> _EXERCISE_
Give back an exact copy of the entries beneath, minus the pictures.

> _Records from a data collection_

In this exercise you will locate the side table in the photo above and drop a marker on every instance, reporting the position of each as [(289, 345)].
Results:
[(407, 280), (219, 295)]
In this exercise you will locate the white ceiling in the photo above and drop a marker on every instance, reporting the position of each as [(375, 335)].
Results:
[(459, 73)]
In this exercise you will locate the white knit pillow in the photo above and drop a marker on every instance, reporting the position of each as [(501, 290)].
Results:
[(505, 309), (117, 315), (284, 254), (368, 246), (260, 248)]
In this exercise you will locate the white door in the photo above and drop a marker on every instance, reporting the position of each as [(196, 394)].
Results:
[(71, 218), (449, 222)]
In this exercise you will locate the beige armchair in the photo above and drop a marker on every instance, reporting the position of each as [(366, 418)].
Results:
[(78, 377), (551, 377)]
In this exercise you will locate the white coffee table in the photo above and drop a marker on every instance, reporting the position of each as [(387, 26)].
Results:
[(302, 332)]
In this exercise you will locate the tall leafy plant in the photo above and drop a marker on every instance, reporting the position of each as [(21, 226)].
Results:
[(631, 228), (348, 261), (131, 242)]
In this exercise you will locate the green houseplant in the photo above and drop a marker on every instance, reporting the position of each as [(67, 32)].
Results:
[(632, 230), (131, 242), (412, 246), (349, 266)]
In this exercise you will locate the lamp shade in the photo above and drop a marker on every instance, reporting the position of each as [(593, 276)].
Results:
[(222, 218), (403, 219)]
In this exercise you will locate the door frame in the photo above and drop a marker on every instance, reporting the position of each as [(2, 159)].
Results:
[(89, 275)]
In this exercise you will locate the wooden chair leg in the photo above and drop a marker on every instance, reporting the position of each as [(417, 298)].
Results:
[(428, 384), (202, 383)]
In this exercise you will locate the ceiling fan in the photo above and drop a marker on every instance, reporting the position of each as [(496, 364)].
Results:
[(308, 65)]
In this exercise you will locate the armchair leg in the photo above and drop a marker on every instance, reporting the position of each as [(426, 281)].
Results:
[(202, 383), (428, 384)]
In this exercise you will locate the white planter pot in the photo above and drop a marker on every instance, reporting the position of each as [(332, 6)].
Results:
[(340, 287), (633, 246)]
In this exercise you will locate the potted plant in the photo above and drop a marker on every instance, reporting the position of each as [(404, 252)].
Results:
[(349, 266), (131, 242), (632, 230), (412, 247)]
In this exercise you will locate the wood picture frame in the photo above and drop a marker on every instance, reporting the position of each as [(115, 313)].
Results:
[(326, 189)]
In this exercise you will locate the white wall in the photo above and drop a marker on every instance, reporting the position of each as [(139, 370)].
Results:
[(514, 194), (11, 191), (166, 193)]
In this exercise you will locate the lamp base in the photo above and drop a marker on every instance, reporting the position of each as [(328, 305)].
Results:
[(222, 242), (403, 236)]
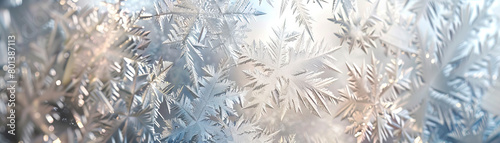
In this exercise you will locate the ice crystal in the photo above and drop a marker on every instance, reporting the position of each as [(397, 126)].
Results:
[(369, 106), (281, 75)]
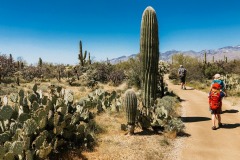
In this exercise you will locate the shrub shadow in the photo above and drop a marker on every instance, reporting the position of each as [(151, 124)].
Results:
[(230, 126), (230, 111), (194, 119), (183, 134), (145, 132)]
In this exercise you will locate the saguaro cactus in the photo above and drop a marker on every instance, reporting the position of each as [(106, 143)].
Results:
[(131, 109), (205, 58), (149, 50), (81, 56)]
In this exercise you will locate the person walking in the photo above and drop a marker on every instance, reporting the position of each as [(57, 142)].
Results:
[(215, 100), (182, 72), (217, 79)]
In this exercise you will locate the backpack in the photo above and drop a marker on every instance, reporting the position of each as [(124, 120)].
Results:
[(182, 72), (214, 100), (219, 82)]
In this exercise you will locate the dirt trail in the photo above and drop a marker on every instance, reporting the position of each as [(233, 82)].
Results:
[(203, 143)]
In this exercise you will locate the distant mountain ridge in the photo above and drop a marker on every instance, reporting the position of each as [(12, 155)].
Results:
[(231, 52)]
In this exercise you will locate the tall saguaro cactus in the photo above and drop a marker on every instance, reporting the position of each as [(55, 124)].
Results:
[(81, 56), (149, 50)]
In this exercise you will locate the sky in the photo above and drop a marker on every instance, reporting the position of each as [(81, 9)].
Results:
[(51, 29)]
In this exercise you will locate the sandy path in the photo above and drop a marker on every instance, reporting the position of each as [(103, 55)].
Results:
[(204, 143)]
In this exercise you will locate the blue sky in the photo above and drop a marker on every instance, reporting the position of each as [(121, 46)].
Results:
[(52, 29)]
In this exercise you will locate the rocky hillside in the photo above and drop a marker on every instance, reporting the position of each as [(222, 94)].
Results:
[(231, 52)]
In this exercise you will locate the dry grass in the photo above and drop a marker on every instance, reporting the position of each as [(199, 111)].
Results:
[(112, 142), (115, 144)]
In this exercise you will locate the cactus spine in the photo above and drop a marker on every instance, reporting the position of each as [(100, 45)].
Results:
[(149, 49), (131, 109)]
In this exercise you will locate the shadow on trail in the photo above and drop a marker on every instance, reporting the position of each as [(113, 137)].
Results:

> _THE ANSWER_
In this exercise you will locate the side table in the photo above and drop a marker on every instance, reporting the position of each as [(289, 345)].
Results:
[(407, 280), (219, 295)]
In this exercise you will locate the white ceiling in the photo above and drop a marker on every instance, reporting the position of each as [(375, 335)].
Results:
[(459, 73)]
In this exercise you will locate the white knit pillow in the photo above and drop a marker on every instance, reporting the position of each as [(501, 290)].
Results:
[(505, 309), (117, 315), (284, 254), (368, 246), (260, 248)]
In this exercise you will locate the white door in the photo above and drop a marker on every instance, reporting the position of each as [(196, 394)].
Results:
[(71, 218), (449, 222)]
In this exercise you will locate the beige armchair in the photo above and drop a marker on every instance, reporting the position of each as [(366, 418)].
Results:
[(78, 377), (551, 377)]
In this exercise you will locate the white coffee table in the photo above and drop a marker on every instance, reporting the position of each as [(387, 26)].
Results:
[(302, 332)]
In this exercise you will locate the tall leafy plant in the photo above and drop a marker on every instance, reporting the position of each as [(21, 226)].
Results:
[(631, 228), (348, 261), (131, 242)]
In this exercise you will locate the green houseplant in the photo above and drop a marker on every instance, reporting the position of each as [(67, 32)].
Results:
[(632, 230), (131, 242), (412, 246), (349, 266)]
In this exercise you will locate the lamp shade in the photo above and drop a marker on every instance, reporting the position of each as [(593, 276)].
Results:
[(222, 218), (403, 219)]
In this exercise you will locate the door frame in the photo above and drop a marker on every instance, reporting the position of each as [(2, 159)].
Results:
[(89, 275)]
In this exercise you will locate the wooden chair leg in the photo above and drop a marker on every instance, reporting the position of each as [(417, 298)].
Results:
[(428, 384), (202, 383)]
In this exercise you will locate the ceiling fan in the photo above and drop a marker on every instance, reporting the position of each as [(496, 364)].
Results:
[(308, 65)]
In this exercise you will locate the armchair leg in the photo above and drop a marker on every instance, reporting the position of each as [(426, 281)].
Results:
[(202, 383), (428, 384)]
In this exercise you will locate the white planter pot in the photo above and drop a marker on every instance, reporting the position of each as [(332, 6)].
Results:
[(340, 287), (633, 246)]
In this exercise you will locate the potted plant in the photo above and drop a marker on every instance, reporting the position of each as [(404, 252)].
Results:
[(349, 266), (131, 242), (632, 230), (412, 247)]
In this exercise you will locate the wood picture frame in the photo above and drop a marker on every instance, reporting the position of each as [(115, 313)].
Results:
[(326, 189)]
In this exercise you will locate the white wall in the photo above and drop a marker on every instance, reporting the position of each as [(139, 370)].
Results:
[(514, 194), (11, 191), (166, 193)]
In this exercise you will locate the lamp base in the photo above and drop a marker on every instance, reporting the position of each as [(328, 305)].
Results:
[(222, 242), (403, 236)]
In this exercise you will locate the ice crystal in the photo above and drop a marker on every instance, reporting the position of each as [(397, 126)].
Results:
[(369, 106), (281, 75)]
In this exercise you will locate the shrub shadow in the photo above and drop a marker on every instance, reporting the position of each as [(151, 124)].
Results:
[(230, 126), (230, 111), (194, 119), (183, 134), (145, 132)]
In this exercise you will locate the saguaro cactus in the photo above and drop a marker on every instance, reporting the position of each as [(106, 143)].
Results:
[(131, 109), (205, 58), (149, 50), (81, 56)]
In this exercise you will locate the person walking in the photo above and drop a marker on every instance, reporting the position of each as [(57, 142)].
Results:
[(215, 100), (182, 72), (217, 79)]
In this exercise you will locate the backpack in the photo above and drop a marker on every instance, reporting the position of each as [(124, 120)].
Results:
[(182, 72), (214, 100), (219, 82)]
In this exercise you will locate the dirt trail in the photo above and drop a marker on every instance, reporting the position of each as [(233, 82)].
Results:
[(203, 143)]
In this exercise you will locate the distant mountain ridge in the photo above and drop a marker on every instance, reporting the position of each as [(12, 155)].
Results:
[(231, 52)]
In this exercise you will locate the tall saguaro cactus in the photo above and drop a marker on every instance, reporting the position of each as [(55, 124)].
Results:
[(81, 56), (149, 50)]
In this exercise you will locate the sky in the photo above and drop a marker on every instance, reporting the position of each as [(81, 9)].
Results:
[(51, 29)]
In this exercise you will locate the sandy path in the photo above and drop a marker on every instance, reporting the position of each as [(103, 55)].
Results:
[(204, 143)]
In this exercise you will locate the blue sky in the photo above and drop a marker on every instance, reporting the position of each as [(121, 46)].
Results:
[(52, 29)]
In this exercise you will locate the rocky hillside in the photo above and drop a marker on every instance, reporting the position of each as [(222, 94)].
Results:
[(231, 52)]
In this exercise you will locate the dry grass in the photo above and drop a marker on every instance, reporting the position of each as [(199, 111)].
Results:
[(112, 142), (115, 144)]
In this exercise you will locate the cactus spine in the photo above and drop a marker on every instance, reporting the position of each as [(100, 45)].
Results:
[(149, 49), (131, 109)]
In this exercise you will locate the shadow on trail in the photo above and drop a marker on every instance, reporting the position of each as [(113, 137)].
Results:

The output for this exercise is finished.